**PROBLEM SET:**
**a)** According to the Kerry Technology Park article, how many acres of the site does Shannon Development own?
**b)** Proceed with the Kerry Technology Park article from the point where it stops.
START DOCUMENT PASSAGE
Technology park maintains academic links

29 Jul 2004

The Kerry Technology Park in Tralee is managed by Shannon Development but has strong links with the neighbouring Institute of Technology Tralee (ITT). In the mid-Nineties the ITT recognised it needed to move to a new campus and in 1996 it relocated to a greenfield site on the outskirts of the city.

At the same time, realising that the benefits of a link between the ITT and a technology park would be plentiful, Shannon Development took an option on the adjoining lands and spent the next two years working with the ITT to plan a complementary development.

“When you enter the campus you can see it is a seamless development,” says Marie Lynch, development manager, Kerry Technology Park. “That is because we all started together and planned it together, so there is a very close, natural linkage. We worked together on the master plan, roads and so on, and there is co-operation between the companies and the academic side.”

The total site occupies 113 acres, 63 of which are owned by ITT and 50 by Shannon Development. The technology park consists of two buildings, so far, each with 50,000sq ft of space. “One of those is the innovation works building,” says Lynch. “We are almost at full occupancy in the two buildings and we are now looking at building new ones.”

Companies in the park have high-speed internet access, high-quality telecommunications and meeting and conference facilities. “We spend a lot of money because we want the companies we deal with to be international companies,” says Lynch. “They can bring clients or partners into impressive-looking buildings and that can be very important.
END DOCUMENT PASSAGE
START RECORDS SUPPLIED
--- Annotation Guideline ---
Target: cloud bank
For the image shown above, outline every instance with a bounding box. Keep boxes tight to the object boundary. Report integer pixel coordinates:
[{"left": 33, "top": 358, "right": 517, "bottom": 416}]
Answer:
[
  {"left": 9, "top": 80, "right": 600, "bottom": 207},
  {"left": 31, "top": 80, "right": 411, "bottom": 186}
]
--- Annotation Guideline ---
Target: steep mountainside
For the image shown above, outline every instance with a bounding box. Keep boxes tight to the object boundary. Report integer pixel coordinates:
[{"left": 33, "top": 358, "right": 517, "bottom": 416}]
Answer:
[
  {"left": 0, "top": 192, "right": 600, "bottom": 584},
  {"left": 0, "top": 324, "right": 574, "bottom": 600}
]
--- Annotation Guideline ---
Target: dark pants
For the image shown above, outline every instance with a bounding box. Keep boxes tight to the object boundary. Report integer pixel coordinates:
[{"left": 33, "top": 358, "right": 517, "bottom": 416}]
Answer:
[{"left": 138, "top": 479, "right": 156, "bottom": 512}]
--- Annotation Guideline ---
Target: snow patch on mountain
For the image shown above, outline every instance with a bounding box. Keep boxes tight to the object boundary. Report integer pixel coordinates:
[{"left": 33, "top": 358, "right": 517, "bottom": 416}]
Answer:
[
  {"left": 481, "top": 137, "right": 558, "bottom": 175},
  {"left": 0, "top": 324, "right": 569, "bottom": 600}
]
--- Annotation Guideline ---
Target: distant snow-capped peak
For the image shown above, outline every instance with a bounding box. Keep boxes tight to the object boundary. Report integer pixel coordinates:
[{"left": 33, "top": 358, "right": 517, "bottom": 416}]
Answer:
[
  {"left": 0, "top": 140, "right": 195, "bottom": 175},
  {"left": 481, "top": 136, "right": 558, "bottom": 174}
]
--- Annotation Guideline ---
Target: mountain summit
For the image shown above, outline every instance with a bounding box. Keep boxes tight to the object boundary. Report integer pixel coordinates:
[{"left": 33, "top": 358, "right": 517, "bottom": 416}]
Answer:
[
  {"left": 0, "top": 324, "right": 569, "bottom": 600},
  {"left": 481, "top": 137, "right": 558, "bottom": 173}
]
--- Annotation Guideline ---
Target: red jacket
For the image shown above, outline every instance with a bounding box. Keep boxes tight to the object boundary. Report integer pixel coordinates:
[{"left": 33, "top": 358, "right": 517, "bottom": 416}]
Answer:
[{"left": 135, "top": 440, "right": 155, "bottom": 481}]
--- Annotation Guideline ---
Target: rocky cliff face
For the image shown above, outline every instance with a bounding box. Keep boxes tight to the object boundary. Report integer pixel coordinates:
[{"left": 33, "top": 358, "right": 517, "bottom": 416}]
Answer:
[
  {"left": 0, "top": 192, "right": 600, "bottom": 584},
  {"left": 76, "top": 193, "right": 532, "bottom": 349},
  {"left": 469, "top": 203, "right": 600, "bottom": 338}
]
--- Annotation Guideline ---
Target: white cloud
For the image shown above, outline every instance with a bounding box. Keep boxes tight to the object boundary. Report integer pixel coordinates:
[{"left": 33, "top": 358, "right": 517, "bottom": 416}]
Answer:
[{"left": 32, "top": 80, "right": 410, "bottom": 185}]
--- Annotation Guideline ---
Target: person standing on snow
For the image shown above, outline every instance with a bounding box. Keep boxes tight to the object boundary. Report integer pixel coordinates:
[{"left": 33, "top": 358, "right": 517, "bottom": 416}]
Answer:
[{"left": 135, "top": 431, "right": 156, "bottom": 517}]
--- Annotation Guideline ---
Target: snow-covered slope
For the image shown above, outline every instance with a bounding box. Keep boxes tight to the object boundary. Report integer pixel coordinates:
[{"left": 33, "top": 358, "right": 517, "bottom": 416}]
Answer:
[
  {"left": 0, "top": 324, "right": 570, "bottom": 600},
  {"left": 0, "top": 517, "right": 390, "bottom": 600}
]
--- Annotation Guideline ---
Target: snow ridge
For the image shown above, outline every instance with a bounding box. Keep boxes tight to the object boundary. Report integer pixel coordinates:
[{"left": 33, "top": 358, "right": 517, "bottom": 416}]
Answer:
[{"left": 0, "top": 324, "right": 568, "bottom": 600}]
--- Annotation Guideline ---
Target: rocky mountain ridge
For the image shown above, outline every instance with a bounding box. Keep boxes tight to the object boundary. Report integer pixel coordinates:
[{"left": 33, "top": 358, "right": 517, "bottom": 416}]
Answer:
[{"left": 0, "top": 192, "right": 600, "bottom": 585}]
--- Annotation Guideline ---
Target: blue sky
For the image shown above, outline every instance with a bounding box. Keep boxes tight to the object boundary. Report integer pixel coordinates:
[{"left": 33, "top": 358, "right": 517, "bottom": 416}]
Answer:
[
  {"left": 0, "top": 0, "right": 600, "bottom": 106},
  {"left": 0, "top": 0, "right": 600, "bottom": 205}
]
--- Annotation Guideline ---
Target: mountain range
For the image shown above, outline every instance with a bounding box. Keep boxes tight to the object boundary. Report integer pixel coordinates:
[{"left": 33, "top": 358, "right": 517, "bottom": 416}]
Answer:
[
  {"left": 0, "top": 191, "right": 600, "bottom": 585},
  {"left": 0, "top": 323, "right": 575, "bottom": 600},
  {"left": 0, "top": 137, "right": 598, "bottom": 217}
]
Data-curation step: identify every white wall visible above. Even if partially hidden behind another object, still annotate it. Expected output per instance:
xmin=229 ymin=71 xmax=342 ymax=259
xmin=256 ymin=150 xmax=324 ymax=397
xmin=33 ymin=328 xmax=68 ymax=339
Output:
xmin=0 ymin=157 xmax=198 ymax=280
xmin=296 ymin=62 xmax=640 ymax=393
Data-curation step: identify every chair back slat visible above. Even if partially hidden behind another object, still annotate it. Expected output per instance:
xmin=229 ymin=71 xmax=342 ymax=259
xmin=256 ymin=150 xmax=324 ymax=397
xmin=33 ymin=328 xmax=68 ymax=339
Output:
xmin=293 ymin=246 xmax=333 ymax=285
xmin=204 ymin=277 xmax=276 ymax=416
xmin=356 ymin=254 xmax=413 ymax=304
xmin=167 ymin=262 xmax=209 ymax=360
END RECORDS SUPPLIED
**RESPONSES IN ORDER:**
**a)** 50 acres

**b)**
“The big thing that we are promoting here is the link between education and enterprise. We have 16 companies here in the park employing 180 people. All of them are Irish technology or knowledge-based start-ups and practically all are linked to the ITT. Several employ graduates or students or have lecturers providing expertise. Up to now, I couldn’t say that any of the companies were founded by staff even though staff members are involved. But we are now getting to a stage where college staff members are starting companies, for example Dendron Technologies and Clubline. They are still based within college but the next natural stage would be for them to move into the park.”

According to Lynch, there are benefits to both parties in having the park so close to the institute. “The benefit for Shannon Development has been the ability to attract companies. When we are talking to outside companies, they can see the brand new college with state-of-the-art equipment, and we can demonstrate that ITT has adapted to needs of industry by showing the specific courses they have introduced.”

The Kerry Technology Park is also part of the Shannon Development Knowledge Network. The network consists of key locations, all of which have a link to a third-level campus. “All have facilities to help new start-ups,” says Lynch. The locations include Limerick, Tipperary, Birr – which has strong links to Athlone – and the Information Age Park in Ennis. The latter is still in the planning stage and there is an ongoing feasibility study for an appropriate educational link.

In addition, Shannon Development runs a number of programmes. “This year we had the Innovative Actions Programme,” says Lynch. “Part of that consisted of workshops within third-level institutions to encourage people to commercialise their research. We ran the workshops in Tralee and Limerick, and we had between 15 and 20 lecturers or other staff members at each. We covered things such as intellectual property, market research and the steps to commercialisation.”

Shannon Development’s other job is to facilitate access to grant programmes. The authority works with companies to get their funding approved. “This would generally be early-stage R&D funding and we would tap into the same funds as Enterprise Ireland,” says Lynch.

The authority also runs a venture start-up programme and is involved in the Genesis programme run by the Cork Institute of Technology. Both programmes are aimed at recent university graduates or those leaving a management position to set up a business. Both are one-year programmes that give intense support during the start-up phase.